## Given task A
In the court ruling on the habeas petition, what offense did Officer Fleming's Report of Conduct charge Bryant with?
## Given task B
Render every line of the entries that follow the court ruling as a JSON list of strings, one string per line, with blank lines omitted. Leave the pictures out of your answer.
--- begin Provided passage ---
No. 1:16-cv-02016-JMS-DKL
Entry Discussing Petition for Writ of Habeas Corpus
The petition of Lorezno Bryant for a writ of habeas corpus challenges a prison
disciplinary proceeding identified as No. CIC16-04-0161. For the reasons explained in this
Entry, Bryant’s habeas petition must be denied.
Discussion
A. Overview
Prisoners in Indiana custody may not be deprived of good-time credits, Cochran v. Buss,
381 F.3d 637, 639 (7th Cir. 2004) (per curiam), or of credit-earning class, Montgomery v.
Anderson, 262 F.3d 641, 644-45 (7th Cir. 2001), without due process. The due process
requirement is satisfied with the issuance of advance written notice of the charges, a limited
opportunity to present evidence to an impartial decision maker, a written statement articulating
the reasons for the disciplinary action and the evidence justifying it, and “some evidence in the
record” to support the finding of guilt. Superintendent, Mass. Corr. Inst. v. Hill, 472 U.S. 445,
454 (1985); Wolff v. McDonnell, 418 U.S. 539, 570-71 (1974); Piggie v. Cotton, 344 F.3d 674,
677 (7th Cir. 2003); Webb v. Anderson, 224 F.3d 649, 652 (7th Cir. 2000).
B. The Disciplinary Proceeding
On April 10, 2016, Officer Fleming wrote a Report of Conduct in case CIC 16-04-0161
charging Bryant with Assault on Staff, offense A117. The Report of Conduct states:
At approximately 12:33 AM on 4/10/2016, I, Ofc. T. Fleming #42, was on the 3
range of E-Unit. While passing Off. Bryant Lorenzo #202343 3A-3E, Off. Bryant
stepped toward and used his right shoulder and upper arm to hit the right side of
my body, pushing me out of his path. At this time Ofc. K. Flockhart ordered Off.
--- end Provided passage ---
--- begin Dataset extract ---
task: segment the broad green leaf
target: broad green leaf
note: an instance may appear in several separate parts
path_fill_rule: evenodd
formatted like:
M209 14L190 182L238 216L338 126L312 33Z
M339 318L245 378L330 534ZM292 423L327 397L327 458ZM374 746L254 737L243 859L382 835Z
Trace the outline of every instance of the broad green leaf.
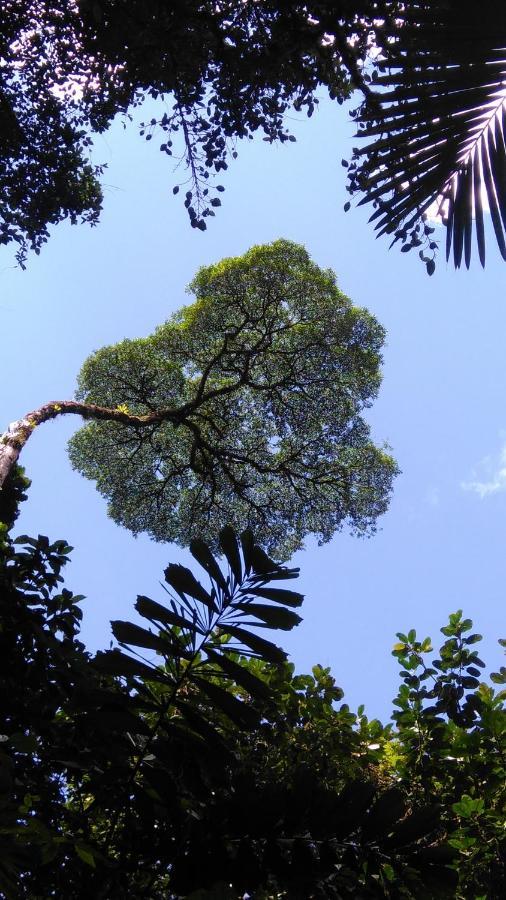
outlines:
--- end Dataset extract ---
## Full output A
Assault on Staff, offense A117.

## Full output B
[
  "task: segment the broad green leaf",
  "target: broad green leaf",
  "note: an instance may appear in several separate parts",
  "path_fill_rule: evenodd",
  "formatted like:",
  "M209 14L190 182L238 216L338 126L312 33Z",
  "M339 318L245 378L330 534ZM292 423L327 397L327 458ZM374 746L254 737L243 859L382 835Z",
  "Trace the outline of every instance of the broad green leaf.",
  "outlines:"
]